**Task statement**
According to the GlusterFS introduction below, what kind of data does Gluster not support?

**Excerpt**
--- START ---
An introduction to GlusterFS

Gluster FS Dec 1, 2020

In GlusterFS web page, they describe their product simply like this: “Gluster is a free and open source software scalable network filesystem”. It is interesting since it is designed to scale by providing new resources to the Gluster Cluster.

There is a nice description about what is GlusterFS in their own web page. There, you can read:

Gluster is an easy way to provision your own storage backend NAS using almost any hardware you choose.
It’s not just a toy. Gluster is enterprise-ready, and commercial support is available if you need it. It is used in some of the most taxing environments like media serving, natural resource exploration, medical imaging, and even as a filesystem for Big Data.

However, they also warn, among other things that “Gluster does not support so called ‘structured data’, meaning live, SQL databases. Of course, using Gluster to backup and restore the database would be fine”. Using Gluster to store data in your database might lead to delays and sharing a volume with different database servers might lead to corruption.

GlusterFS in the Servers

Following with my classical Ubuntu 20.04 installations, I’ll describe how to install GlusterFS in 2 or more “server” nodes (it doesn’t work only with one node). Let’s imagine we have 3 nodes to install glusterfs-server and the name of these server nodes are gluster1, gluster2 and gluster3. So, in the 3 nodes we should run:

sudo apt install software-properties-common
sudo apt-add-repository  ppa:gluster/glusterfs-7
sudo apt update
sudo apt install glusterfs-server

# Enable and start the glusterd service:
sudo systemctl enable glusterd
sudo systemctl start glusterd

Great, after running those 4 commands we have GlusterFS installed in 3 servers. We need to “connect” them to start working together. So, in only one node (let’s say gluster1 and assuming that every node can access by name to every other node) we can simply run the commands:

sudo gluster peer probe gluster2
sudo gluster peer probe gluster3

We can test that the peers are connected with command:

gluster peer status

Once the nodes are connected, we’ll be able to create a new Volume to be shared using GlusterFS. For testing purposes we are going to create the Volumes in the root partition which is not recommended. The recommendation is using another different partition to create the volumes, so, sorry for the “trick”. Anyway, for learning and testing could be enough.
--- END ---
**Information**
--- START ---
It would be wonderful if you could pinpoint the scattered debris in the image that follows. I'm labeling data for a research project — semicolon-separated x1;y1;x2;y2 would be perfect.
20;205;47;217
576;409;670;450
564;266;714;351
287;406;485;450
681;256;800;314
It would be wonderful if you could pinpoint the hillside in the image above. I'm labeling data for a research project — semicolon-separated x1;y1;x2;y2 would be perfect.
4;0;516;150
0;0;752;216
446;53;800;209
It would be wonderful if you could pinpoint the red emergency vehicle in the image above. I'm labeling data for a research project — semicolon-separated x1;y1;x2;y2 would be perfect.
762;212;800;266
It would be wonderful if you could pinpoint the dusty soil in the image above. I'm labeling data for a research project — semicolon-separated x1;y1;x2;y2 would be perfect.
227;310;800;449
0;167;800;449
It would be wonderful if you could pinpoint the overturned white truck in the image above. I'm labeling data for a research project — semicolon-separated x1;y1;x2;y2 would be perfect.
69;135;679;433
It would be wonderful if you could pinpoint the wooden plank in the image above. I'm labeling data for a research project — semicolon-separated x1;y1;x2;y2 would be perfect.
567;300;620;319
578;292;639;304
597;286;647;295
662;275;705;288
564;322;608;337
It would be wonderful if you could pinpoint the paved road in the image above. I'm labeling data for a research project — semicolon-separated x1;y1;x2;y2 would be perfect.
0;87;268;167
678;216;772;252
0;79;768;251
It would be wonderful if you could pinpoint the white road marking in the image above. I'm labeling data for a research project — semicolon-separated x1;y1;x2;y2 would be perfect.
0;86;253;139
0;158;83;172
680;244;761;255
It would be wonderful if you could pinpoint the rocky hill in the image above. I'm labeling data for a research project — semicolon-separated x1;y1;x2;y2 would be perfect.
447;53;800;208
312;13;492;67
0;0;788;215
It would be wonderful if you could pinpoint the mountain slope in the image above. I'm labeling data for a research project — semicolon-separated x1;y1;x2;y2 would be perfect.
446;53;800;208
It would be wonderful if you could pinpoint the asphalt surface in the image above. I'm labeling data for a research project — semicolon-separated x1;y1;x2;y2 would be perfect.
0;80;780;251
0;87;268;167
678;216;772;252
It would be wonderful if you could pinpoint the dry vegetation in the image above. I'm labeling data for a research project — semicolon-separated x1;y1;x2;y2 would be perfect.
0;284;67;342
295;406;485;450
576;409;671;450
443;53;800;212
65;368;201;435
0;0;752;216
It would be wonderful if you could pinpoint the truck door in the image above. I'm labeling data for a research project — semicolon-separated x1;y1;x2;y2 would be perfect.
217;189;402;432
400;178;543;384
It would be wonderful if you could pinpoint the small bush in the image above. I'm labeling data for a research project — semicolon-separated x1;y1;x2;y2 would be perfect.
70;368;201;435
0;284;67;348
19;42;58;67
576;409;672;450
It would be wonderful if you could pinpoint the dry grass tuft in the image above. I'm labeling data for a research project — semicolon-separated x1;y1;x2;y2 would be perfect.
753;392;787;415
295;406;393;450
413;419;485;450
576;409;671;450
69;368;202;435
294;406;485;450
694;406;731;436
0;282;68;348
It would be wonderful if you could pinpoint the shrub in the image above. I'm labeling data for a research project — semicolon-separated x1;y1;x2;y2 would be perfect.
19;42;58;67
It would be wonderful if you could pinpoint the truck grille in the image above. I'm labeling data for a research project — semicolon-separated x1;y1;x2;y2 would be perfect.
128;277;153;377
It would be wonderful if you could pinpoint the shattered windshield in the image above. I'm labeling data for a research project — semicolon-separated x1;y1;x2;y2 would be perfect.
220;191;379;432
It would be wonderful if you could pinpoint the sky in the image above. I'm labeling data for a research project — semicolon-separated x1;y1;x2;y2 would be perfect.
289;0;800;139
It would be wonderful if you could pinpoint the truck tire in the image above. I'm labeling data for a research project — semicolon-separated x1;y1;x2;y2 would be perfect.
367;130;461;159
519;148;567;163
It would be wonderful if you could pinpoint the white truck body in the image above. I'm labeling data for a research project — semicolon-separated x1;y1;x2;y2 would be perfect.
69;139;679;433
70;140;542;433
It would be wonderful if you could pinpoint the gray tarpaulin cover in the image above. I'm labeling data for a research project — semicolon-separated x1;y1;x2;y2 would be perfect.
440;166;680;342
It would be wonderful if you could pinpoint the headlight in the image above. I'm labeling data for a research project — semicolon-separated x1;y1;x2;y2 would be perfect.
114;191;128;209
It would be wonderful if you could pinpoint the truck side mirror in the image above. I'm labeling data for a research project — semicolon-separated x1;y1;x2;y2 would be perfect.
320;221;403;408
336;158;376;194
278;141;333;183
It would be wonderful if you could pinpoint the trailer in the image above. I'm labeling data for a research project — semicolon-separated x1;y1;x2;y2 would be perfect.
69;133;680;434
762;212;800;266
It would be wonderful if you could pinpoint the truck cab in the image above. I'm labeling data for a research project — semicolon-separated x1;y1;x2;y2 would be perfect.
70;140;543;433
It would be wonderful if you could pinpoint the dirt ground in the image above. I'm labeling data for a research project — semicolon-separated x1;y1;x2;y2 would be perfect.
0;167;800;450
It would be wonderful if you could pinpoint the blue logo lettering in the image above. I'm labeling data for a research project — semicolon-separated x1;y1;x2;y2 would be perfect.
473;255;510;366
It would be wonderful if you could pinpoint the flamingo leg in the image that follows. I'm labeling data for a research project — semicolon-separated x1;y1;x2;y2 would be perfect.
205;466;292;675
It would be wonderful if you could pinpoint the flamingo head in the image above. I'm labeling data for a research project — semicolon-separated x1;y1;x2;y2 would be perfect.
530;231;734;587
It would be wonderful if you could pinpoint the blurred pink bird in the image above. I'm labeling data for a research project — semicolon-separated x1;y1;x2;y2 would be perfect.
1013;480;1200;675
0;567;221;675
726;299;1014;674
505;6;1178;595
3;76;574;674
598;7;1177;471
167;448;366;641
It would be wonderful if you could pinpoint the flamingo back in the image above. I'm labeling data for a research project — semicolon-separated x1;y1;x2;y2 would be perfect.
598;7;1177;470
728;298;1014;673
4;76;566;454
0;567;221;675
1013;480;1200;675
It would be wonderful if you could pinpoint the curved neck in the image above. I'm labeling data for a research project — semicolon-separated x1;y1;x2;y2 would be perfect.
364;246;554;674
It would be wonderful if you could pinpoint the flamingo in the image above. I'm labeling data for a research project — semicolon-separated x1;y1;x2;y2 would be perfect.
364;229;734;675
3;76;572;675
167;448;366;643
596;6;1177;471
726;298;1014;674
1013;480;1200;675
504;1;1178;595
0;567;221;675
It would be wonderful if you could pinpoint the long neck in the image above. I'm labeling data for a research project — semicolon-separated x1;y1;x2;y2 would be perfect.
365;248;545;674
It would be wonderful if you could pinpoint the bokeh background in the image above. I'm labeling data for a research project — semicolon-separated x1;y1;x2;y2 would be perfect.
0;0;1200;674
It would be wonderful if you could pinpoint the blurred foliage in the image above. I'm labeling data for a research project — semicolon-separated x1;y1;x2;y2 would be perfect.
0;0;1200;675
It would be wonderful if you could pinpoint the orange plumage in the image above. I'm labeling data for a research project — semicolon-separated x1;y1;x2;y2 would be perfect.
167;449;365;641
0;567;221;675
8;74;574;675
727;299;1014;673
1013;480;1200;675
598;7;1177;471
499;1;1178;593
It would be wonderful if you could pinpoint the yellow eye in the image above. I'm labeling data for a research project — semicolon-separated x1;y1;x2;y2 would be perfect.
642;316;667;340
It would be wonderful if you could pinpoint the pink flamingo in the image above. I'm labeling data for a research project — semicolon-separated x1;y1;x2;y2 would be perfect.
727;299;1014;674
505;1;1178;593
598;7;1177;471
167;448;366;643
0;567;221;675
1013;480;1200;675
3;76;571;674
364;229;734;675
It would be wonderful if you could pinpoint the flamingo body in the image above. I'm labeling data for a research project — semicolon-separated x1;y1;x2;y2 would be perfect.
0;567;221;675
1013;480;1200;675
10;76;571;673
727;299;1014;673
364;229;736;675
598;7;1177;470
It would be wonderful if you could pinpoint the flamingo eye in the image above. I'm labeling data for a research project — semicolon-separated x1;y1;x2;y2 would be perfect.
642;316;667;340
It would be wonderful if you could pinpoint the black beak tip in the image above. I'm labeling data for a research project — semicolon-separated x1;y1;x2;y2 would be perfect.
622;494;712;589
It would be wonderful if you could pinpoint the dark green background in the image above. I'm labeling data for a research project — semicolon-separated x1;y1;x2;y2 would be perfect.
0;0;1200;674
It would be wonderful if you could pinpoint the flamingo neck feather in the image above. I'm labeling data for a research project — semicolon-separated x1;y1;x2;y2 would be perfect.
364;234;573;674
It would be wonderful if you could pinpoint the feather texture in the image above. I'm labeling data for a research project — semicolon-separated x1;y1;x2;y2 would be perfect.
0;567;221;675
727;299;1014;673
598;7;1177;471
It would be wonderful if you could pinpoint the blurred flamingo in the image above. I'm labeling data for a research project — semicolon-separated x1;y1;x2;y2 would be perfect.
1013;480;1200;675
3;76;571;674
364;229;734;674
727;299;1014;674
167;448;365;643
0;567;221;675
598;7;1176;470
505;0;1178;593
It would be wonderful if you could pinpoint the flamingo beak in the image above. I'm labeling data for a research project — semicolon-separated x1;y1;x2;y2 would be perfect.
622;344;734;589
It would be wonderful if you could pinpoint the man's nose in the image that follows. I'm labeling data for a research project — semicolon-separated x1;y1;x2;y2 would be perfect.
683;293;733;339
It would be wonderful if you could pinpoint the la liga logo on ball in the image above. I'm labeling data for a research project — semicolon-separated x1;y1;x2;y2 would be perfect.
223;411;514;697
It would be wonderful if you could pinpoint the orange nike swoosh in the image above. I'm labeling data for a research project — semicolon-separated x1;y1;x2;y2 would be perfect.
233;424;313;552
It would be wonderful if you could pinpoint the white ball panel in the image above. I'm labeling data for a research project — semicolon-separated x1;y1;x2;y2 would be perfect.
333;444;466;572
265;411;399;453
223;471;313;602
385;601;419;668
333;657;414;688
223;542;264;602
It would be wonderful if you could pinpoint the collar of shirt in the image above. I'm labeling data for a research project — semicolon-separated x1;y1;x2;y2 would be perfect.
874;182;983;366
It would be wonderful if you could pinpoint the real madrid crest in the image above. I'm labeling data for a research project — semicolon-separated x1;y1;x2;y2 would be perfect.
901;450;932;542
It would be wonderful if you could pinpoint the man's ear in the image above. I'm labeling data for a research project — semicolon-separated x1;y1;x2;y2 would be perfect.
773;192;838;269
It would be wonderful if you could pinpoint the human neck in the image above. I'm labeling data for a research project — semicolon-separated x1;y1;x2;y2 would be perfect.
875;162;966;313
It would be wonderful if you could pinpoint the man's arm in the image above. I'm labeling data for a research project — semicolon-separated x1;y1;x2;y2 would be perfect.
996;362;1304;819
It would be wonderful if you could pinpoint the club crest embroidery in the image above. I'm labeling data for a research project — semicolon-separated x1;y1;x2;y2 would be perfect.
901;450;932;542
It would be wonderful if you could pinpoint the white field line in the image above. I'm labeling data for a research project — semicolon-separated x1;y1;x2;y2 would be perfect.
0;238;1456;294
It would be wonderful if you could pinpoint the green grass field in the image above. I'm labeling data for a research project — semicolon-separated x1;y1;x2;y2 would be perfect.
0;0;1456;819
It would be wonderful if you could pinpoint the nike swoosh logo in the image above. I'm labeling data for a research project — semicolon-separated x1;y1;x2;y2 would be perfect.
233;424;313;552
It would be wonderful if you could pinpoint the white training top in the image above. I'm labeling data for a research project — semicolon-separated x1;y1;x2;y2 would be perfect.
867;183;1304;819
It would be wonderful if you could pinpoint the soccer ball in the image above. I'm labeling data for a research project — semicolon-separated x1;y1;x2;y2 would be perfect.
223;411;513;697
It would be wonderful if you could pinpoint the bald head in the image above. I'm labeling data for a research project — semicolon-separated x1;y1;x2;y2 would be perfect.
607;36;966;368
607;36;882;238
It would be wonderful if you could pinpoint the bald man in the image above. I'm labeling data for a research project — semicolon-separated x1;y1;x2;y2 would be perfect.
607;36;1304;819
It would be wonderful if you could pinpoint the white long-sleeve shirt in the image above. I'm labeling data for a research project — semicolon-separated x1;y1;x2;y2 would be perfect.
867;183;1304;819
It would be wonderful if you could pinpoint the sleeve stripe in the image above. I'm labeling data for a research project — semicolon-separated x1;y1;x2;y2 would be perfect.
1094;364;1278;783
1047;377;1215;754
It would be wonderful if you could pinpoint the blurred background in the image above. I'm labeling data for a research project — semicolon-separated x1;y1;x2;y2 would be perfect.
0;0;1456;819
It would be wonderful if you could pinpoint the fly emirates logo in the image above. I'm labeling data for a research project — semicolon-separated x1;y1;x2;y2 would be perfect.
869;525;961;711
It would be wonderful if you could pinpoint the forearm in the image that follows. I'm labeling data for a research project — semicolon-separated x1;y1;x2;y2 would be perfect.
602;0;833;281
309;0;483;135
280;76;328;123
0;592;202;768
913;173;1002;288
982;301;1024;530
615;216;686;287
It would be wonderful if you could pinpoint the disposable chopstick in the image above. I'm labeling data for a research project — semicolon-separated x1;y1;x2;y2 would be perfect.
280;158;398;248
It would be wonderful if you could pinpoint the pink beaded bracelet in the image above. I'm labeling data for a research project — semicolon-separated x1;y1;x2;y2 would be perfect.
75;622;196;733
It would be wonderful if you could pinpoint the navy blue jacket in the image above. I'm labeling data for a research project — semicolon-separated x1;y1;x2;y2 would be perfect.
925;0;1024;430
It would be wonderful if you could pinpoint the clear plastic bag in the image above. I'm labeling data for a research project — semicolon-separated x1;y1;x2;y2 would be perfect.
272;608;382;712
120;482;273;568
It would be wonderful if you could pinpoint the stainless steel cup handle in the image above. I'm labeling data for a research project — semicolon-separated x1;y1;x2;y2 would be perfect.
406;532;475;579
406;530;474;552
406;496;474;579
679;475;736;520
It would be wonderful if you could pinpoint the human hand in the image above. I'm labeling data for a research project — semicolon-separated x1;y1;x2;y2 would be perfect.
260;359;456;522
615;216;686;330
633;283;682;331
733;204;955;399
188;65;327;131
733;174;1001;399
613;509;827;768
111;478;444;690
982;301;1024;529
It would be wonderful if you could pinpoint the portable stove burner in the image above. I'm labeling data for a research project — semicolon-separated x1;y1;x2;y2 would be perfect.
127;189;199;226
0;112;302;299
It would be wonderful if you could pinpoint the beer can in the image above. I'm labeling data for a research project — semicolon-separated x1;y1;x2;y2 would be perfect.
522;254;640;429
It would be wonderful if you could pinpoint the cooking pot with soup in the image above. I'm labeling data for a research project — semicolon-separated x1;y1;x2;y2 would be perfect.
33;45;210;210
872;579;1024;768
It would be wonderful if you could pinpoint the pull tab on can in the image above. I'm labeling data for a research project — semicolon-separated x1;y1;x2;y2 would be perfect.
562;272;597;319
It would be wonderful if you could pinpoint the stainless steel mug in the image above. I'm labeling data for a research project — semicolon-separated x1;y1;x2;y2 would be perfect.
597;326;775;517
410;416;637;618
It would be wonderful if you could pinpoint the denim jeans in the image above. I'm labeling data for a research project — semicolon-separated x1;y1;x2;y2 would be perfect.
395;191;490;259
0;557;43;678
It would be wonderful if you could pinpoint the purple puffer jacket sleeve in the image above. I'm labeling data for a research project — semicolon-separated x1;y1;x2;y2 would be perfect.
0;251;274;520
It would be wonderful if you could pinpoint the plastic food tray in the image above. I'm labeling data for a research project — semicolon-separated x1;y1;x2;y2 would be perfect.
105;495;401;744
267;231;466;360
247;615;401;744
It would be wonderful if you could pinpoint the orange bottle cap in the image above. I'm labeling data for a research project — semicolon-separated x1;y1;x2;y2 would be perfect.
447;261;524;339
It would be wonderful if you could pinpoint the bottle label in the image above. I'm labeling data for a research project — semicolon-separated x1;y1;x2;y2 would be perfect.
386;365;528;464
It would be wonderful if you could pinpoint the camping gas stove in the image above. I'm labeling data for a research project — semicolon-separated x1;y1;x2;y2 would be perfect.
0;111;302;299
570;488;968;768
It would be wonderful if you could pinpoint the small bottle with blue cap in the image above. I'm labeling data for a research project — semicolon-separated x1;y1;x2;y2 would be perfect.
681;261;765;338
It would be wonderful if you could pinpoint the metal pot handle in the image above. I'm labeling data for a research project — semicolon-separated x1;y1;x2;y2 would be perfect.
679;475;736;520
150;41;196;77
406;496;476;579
--- END ---
**Result**
So-called "structured data," meaning live SQL databases.